Items:
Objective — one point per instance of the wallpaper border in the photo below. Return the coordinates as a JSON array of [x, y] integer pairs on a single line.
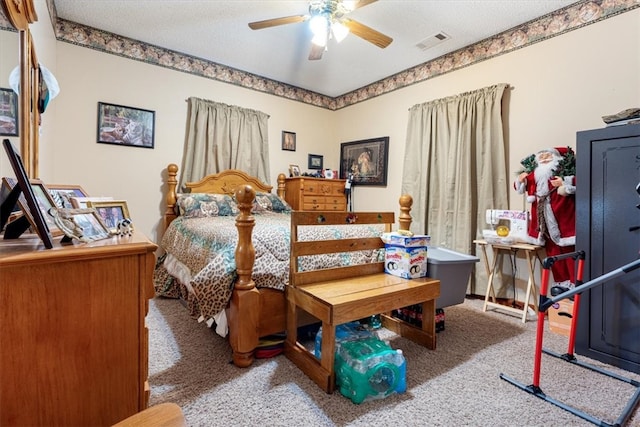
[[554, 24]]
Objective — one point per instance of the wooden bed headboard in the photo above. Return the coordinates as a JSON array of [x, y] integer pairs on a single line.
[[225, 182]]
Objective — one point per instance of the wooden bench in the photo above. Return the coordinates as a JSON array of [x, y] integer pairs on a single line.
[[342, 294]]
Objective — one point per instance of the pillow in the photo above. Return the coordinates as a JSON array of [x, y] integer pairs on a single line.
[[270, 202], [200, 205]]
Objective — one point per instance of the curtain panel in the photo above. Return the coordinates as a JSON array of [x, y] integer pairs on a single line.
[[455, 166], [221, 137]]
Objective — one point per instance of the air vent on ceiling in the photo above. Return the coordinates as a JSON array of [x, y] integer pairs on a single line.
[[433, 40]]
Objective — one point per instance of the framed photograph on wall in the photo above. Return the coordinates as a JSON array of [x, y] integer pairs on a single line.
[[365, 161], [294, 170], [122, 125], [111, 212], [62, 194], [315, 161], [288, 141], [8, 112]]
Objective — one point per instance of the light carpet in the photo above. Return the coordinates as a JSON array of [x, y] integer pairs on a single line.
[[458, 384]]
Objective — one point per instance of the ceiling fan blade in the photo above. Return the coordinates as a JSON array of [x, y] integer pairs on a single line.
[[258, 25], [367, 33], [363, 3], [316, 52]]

What the task requires: Rewrite every item above, swapping "integer pairs" for "whole-number pairs" wherever it occurs and keeping everything else the same. Leave the pictures out.

Exercise answer:
Objective — one point per instance of the wallpaper border in the photo below. Return the coordinates as a JSON array of [x, y] whole-number pairs on a single line.
[[554, 24]]
Objective — one point per instance of the wooden bed headboard in the photo above. Return the coordinates as a JSON array of [x, y] whole-number pairs on a single line.
[[225, 182]]
Objective — one point per instance of the wooden bench in the photo above. Return the coordinates as a JSON array of [x, y] whole-number pairs on a single line.
[[342, 294]]
Objective — one point per instance of the pillow in the photo above. Return the coordinates as a JSON array of [x, y] whole-number pairs on a single line.
[[270, 202], [200, 205]]
Objective — one point per instance of the curtain panel in the photo above. Return the coordinates as a JSON array of [x, y] whole-number pairs on a single line.
[[455, 166], [221, 137]]
Objective — one point per instance of the air vent on ceiling in the photo above. Return the coordinates as a JSON array of [x, y] whole-number pairs on a single line.
[[433, 40]]
Objective — one point per instance of the framed photograph on wall in the photo above. Return the coordinates as a JSON array of [x, y] whole-number pairs on a single line.
[[365, 161], [294, 170], [122, 125], [111, 212], [62, 194], [315, 161], [288, 141], [8, 112]]
Objective — one point per instance of the light carpet in the photo above. Return the coordinates as a JSON array of [x, y] whole-number pairs on a single line.
[[458, 384]]
Objective — one point per instance of the ceiling fan blade in the photo above. Return the coordinates as a JSON array of [x, y] whole-number pairs on a single line.
[[258, 25], [367, 33], [363, 3], [316, 52]]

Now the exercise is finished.